### Provided text
Scientists at Newcastle University have uncovered a source of oxygen that may have influenced the evolution of life before the advent of photosynthesis.
The pioneering research project, led by Newcastle University’s School of Natural and Environmental Sciences and published today in Nature Communications, uncovered a mechanism that can generate hydrogen peroxide from rocks during the movement of geological faults.
While in high concentrations hydrogen peroxide can be harmful to life, it can also provide a useful source of oxygen to microbes. This additional source of oxygen may have influenced the early evolution, and feasibly even origin, of life in hot environments on the early Earth prior to the evolution of photosynthesis.

In tectonically active regions, the movement of the Earth’s crust not only generates earthquakes but riddles the subsurface with cracks and fractures lined with highly reactive rock surfaces containing many imperfections, or defects. Water can then filter down and react with these defects on the newly fractured rock.

### Actions to take
(a) Summarize the passage on the Newcastle University hydrogen peroxide research in two sentences.
(b) Write the next part of the passage on the Newcastle University hydrogen peroxide research, starting after its final sentence.

### Records
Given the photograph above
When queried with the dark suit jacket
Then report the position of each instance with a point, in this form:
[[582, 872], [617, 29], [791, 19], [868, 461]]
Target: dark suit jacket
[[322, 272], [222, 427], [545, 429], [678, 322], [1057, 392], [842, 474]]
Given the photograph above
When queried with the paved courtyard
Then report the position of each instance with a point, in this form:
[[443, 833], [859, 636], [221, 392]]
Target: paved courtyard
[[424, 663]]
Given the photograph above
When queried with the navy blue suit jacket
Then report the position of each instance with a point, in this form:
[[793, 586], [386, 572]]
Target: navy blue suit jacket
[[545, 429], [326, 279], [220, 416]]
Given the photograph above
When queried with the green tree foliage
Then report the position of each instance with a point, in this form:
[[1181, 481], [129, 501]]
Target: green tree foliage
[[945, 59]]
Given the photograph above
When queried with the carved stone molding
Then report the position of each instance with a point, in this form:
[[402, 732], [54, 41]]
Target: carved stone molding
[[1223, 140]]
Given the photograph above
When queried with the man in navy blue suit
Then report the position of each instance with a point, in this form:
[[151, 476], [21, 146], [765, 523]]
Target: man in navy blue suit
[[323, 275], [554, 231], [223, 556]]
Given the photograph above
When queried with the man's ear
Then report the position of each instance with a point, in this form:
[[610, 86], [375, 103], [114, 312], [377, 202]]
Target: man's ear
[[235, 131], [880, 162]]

### Results of the exercise
(a) Newcastle University scientists have found that the movement of geological faults can generate hydrogen peroxide from rocks, a source of oxygen that may have shaped life before photosynthesis evolved. Although harmful in high concentrations, hydrogen peroxide can give microbes oxygen, which may have influenced the early evolution, and possibly the origin, of life in hot environments on the early Earth.

(b)
Principal Investigator Dr. Jon Telling, Senior Lecturer, added: “This research shows that defects on crushed rock and minerals can behave very differently to how you would expect more ‘perfect’ mineral surfaces to react. All these mechanochemical reactions need to generate hydrogen peroxide, and therefore oxygen, is water, crushed rocks, and high temperatures, which were all present on the early Earth before the evolution of photosynthesis and which could have influenced the chemistry and microbiology in hot, seismically active regions where life may have first evolved.”
Full article at Phys.org.
With hyperbolic extrapolation, research that merely generates hydrogen peroxide is made to sound like it’s solved the naturalistic origin of life conundrum and paved the way for early evolution. Wow!